● Stated problem
Please rewrite every line of the listing below, from the line containing "In this exercise you will mark the metal" through the last line, inclusive, and raise each x and y coordinate of the marked points by 109.

● Information provided
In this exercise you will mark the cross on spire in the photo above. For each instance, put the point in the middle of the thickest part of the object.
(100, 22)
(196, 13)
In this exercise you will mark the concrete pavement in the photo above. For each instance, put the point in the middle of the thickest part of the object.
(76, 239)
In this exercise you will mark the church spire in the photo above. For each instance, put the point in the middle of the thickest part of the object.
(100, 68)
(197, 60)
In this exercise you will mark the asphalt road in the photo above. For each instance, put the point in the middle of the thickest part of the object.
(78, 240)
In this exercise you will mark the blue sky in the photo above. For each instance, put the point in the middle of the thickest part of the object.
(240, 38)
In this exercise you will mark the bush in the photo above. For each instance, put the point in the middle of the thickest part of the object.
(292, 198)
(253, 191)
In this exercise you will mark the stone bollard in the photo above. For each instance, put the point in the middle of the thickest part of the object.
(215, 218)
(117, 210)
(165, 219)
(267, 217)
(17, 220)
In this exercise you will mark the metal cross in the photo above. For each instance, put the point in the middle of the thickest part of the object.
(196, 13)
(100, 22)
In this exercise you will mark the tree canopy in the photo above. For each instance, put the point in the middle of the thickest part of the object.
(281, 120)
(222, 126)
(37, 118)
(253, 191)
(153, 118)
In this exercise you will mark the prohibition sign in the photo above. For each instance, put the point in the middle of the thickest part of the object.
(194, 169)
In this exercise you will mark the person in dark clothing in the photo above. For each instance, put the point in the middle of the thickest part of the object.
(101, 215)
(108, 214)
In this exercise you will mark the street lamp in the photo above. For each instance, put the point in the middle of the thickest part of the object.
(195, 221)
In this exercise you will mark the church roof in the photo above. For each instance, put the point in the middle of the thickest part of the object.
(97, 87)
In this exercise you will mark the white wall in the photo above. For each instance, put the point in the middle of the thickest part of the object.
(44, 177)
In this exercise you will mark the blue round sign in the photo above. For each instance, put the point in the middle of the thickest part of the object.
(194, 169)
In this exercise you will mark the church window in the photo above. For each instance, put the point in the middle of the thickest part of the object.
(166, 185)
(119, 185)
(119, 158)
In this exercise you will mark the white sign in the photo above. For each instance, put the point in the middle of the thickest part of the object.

● Solved problem
In this exercise you will mark the metal cross in the photo above. For each instance, put the point in the middle of the thickest part of the object.
(305, 122)
(209, 131)
In this exercise you will mark the tree canopy in the photo above. For each instance, put the point in the middle of the thickest part of the object.
(390, 229)
(331, 235)
(146, 227)
(362, 300)
(262, 227)
In this exercise you will mark the prohibition sign in the photo above. For each instance, put the point in the middle of the thickest part of the object.
(303, 278)
In this exercise you will mark the person in dark clothing in the photo above. For each instance, put the point in the middle of the thickest part of the object.
(210, 324)
(217, 323)
In this exercise you will mark the street lamp in the photo above. For each instance, put the point in the middle of the thickest part of the object.
(304, 330)
In this exercise you will mark the church roof in the photo above. For each instance, put the point in the middle of the thickest part of the object.
(206, 196)
In this exercise you will mark the white wall in the photo above. For each instance, put the point in the middle of the thickest part of the object.
(153, 286)
In this exercise you will mark the blue round sign in the photo above. For each instance, put the point in the middle of the thickest part of the object.
(303, 278)
In this exercise you will mark the church window in the photo above. For each instance, put the point in the middle of the thickest part of the object.
(275, 294)
(228, 294)
(228, 267)
In this exercise you will mark the white sign in the photo above. For each instance, put the point in the middle of the thickest part of the object.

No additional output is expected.